From the rows below, copy out each line that contains the string "wheel", treating uppercase and lowercase as different.

== Data in this exercise ==
+--

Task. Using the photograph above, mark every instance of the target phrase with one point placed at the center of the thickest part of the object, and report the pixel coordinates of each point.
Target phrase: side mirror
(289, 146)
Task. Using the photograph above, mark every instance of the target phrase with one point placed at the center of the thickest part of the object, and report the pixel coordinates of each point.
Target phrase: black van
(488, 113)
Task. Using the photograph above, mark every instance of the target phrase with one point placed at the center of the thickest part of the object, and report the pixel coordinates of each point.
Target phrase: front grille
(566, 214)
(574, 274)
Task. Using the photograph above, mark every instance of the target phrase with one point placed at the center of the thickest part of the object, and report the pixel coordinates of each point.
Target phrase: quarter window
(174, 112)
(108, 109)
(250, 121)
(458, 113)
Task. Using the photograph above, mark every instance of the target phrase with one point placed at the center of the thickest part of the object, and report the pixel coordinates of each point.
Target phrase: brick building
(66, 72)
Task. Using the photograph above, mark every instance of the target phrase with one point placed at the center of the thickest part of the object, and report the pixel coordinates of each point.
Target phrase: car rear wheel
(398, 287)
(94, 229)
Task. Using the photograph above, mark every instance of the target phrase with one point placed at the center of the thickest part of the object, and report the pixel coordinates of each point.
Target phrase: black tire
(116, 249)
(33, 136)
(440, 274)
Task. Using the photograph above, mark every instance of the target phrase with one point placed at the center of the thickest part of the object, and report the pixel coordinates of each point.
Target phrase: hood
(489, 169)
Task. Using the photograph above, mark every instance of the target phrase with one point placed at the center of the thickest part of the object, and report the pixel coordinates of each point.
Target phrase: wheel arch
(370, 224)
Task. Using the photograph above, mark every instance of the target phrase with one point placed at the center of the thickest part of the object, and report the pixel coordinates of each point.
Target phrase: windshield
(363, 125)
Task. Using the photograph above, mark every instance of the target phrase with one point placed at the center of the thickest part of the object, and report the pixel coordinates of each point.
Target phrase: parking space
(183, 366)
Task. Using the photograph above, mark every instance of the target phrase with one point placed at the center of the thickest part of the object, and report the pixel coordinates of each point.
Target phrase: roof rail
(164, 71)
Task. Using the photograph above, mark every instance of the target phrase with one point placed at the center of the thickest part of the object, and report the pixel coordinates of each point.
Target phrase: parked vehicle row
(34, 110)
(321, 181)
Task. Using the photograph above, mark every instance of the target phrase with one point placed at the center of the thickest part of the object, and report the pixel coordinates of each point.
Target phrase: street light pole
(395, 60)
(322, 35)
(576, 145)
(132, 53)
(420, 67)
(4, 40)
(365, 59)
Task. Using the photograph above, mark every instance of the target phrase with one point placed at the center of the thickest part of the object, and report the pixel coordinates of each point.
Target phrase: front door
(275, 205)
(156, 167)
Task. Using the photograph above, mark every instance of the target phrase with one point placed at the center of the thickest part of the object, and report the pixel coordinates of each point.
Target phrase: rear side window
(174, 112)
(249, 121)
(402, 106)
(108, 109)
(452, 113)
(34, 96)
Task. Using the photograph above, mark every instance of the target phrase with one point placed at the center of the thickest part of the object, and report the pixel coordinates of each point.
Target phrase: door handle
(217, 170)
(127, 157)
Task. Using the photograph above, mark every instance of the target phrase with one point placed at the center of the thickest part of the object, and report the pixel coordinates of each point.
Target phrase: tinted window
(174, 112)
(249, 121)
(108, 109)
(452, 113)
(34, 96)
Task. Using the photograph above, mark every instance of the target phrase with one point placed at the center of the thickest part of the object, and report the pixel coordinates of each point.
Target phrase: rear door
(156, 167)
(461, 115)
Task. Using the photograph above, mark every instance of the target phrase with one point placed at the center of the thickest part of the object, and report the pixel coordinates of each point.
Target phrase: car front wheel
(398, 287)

+--

== Final result ==
Target phrase: car rear wheel
Target phrase: wheel arch
Target phrase: car front wheel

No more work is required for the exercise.